>>>>>

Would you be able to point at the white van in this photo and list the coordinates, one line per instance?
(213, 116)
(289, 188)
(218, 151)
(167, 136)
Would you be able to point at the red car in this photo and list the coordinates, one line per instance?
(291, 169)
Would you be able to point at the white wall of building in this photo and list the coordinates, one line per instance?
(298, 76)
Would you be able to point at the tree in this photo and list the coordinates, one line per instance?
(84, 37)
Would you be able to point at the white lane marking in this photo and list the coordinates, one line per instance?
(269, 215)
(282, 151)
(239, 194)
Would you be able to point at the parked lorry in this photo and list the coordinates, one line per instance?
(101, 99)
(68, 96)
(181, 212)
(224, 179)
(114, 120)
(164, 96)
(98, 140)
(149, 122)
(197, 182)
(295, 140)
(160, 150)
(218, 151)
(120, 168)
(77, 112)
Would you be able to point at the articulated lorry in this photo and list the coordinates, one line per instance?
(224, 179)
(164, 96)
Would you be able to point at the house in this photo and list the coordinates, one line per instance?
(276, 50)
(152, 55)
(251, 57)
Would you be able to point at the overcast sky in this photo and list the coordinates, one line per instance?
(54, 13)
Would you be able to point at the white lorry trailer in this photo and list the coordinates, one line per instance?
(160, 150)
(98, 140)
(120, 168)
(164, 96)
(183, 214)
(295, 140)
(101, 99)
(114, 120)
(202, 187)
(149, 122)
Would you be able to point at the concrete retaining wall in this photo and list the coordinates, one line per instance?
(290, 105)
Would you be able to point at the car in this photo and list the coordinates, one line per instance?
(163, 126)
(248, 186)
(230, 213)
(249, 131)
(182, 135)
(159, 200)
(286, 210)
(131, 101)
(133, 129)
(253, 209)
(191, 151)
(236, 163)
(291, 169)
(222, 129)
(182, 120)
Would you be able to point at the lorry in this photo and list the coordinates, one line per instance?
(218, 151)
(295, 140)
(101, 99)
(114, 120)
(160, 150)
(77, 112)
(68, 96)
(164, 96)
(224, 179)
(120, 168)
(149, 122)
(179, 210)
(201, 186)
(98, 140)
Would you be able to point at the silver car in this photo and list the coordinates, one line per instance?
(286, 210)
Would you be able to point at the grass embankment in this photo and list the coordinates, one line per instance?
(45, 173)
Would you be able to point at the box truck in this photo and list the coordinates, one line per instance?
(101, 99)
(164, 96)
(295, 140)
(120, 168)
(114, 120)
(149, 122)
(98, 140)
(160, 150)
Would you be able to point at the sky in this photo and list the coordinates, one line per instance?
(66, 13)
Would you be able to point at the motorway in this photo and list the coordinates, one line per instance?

<<<<<

(Work to be completed): Switch "motorway" to "highway" in the lines of the listing from the one containing "Would you be able to point at the sky" through the end of the listing, both ends included, and give only those lines with everything else unchanged.

(Solution to this task):
Would you be able to point at the sky in this photo and list the coordinates, one line per instance?
(66, 13)
Would you be able to point at the highway in this photo and list the coordinates, one line per instance?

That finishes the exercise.